# RECORDS TO USE
════════
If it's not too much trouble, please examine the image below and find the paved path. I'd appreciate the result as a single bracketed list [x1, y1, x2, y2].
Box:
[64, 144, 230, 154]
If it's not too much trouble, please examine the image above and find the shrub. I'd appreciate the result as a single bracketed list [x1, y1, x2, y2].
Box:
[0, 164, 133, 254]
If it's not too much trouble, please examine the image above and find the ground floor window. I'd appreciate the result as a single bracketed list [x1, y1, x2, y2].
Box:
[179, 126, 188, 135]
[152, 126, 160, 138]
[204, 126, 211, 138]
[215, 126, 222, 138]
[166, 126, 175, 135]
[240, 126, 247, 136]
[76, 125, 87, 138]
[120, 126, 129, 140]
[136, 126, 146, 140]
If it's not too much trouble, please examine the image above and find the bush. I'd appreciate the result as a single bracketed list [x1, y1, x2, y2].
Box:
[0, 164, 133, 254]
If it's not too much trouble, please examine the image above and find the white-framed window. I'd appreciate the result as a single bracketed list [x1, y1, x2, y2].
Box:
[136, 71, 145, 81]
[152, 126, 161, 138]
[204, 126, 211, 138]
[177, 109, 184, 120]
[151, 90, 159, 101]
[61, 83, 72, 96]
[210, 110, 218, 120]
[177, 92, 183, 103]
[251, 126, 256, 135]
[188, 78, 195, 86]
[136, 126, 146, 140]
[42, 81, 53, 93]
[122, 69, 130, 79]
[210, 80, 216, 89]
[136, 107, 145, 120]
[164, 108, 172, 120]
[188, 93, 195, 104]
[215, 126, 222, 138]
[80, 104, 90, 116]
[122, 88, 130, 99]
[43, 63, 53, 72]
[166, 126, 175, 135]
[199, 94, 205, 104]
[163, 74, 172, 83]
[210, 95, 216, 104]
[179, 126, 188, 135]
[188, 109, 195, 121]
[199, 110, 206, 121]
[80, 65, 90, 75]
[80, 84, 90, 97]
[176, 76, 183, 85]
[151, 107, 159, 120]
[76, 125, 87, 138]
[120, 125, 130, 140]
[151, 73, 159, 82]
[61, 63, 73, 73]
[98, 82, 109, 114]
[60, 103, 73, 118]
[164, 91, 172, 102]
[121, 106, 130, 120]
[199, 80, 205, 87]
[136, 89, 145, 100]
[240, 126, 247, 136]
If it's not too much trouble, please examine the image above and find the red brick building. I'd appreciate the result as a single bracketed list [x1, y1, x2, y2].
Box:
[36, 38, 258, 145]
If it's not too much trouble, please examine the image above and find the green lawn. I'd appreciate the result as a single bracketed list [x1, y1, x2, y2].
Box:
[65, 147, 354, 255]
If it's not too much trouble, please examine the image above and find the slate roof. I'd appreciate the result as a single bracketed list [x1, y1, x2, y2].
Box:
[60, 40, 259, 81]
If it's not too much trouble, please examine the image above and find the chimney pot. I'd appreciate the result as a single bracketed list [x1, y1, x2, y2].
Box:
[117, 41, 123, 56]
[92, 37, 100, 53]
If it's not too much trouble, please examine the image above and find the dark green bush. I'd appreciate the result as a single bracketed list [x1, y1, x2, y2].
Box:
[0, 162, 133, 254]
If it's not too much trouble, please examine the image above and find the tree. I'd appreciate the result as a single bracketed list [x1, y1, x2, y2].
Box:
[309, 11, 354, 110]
════════
# PROBLEM REQUIREMENTS
Reproduce all of the items above word for word, with no changes.

# COMPLETE OUTPUT
If it's not too much trouble, please examine the image below and find the paved path. I'd appreciate the result as a single bracketed list [x1, y1, x2, y2].
Box:
[64, 144, 230, 154]
If it's not too much trouble, please examine the image above and find the shrub. I'd appreciate the result as a single bracketed list [x1, y1, x2, y2].
Box:
[0, 164, 133, 254]
If it's not too much trouble, please examine the image above and find the ground floor window. I'd appreciate the result as a single bracketed list [x1, y1, x2, y2].
Box:
[179, 126, 188, 135]
[152, 126, 160, 138]
[204, 126, 211, 138]
[215, 126, 222, 138]
[166, 126, 175, 135]
[240, 126, 247, 136]
[76, 125, 87, 138]
[120, 126, 129, 140]
[136, 126, 146, 140]
If it's not too much trouble, please examine the image above and find the bush. I'd appreciate the result as a single bracketed list [x1, y1, x2, y2].
Box:
[0, 164, 133, 254]
If it's not too much trouble, please examine the image above and find the white-framed window. I'd appreciate the result as a single bracketed list [x1, y1, x2, y2].
Box:
[136, 71, 145, 81]
[152, 126, 161, 138]
[204, 126, 211, 138]
[177, 109, 184, 120]
[151, 90, 159, 101]
[61, 83, 72, 96]
[210, 110, 218, 120]
[177, 92, 183, 103]
[251, 126, 256, 135]
[188, 78, 195, 86]
[136, 126, 146, 140]
[42, 81, 53, 93]
[122, 69, 130, 79]
[210, 80, 216, 89]
[136, 107, 145, 120]
[164, 108, 172, 120]
[188, 93, 195, 104]
[215, 126, 222, 138]
[80, 104, 90, 116]
[122, 88, 130, 99]
[43, 63, 53, 72]
[166, 126, 175, 135]
[199, 94, 205, 104]
[163, 74, 172, 83]
[210, 95, 216, 104]
[179, 126, 188, 135]
[188, 109, 195, 121]
[199, 110, 206, 121]
[80, 65, 90, 75]
[80, 84, 90, 97]
[176, 76, 183, 85]
[151, 107, 159, 120]
[76, 125, 87, 138]
[120, 125, 130, 140]
[151, 73, 159, 82]
[61, 63, 73, 73]
[98, 82, 109, 114]
[60, 103, 73, 118]
[164, 91, 172, 102]
[121, 106, 130, 120]
[199, 80, 205, 87]
[136, 89, 145, 100]
[240, 126, 247, 136]
If it's not too much trouble, please examine the image above and find the red brick building. I'd appreciate the result as a single bracketed list [x1, y1, x2, y2].
Box:
[36, 38, 258, 145]
If it's not too much trouble, please examine the image above and find the green lawn. I'd appreciate the result as a single bracketed list [x1, y1, x2, y2].
Box:
[65, 147, 354, 255]
If it's not too much trouble, please examine the image above and find the slate roof. I'd appreciate the result as a single bracketed list [x1, y1, x2, y2].
Box:
[60, 40, 259, 81]
If it's not too much trouble, please examine the image above and find the chimney pot. I'd appreciate the result as a single bracketed list [x1, y1, x2, y2].
Box:
[117, 41, 123, 56]
[92, 37, 100, 53]
If it's not too much trouble, please examine the image above and find the dark green bush. I'd appreciate the result as a single bracketed list [x1, y1, x2, y2].
Box:
[0, 162, 133, 254]
If it's not too much trouble, please examine the image above and find the tree. I'd appreciate the result as a single bracketed list [x1, y1, x2, y2].
Box:
[309, 11, 354, 110]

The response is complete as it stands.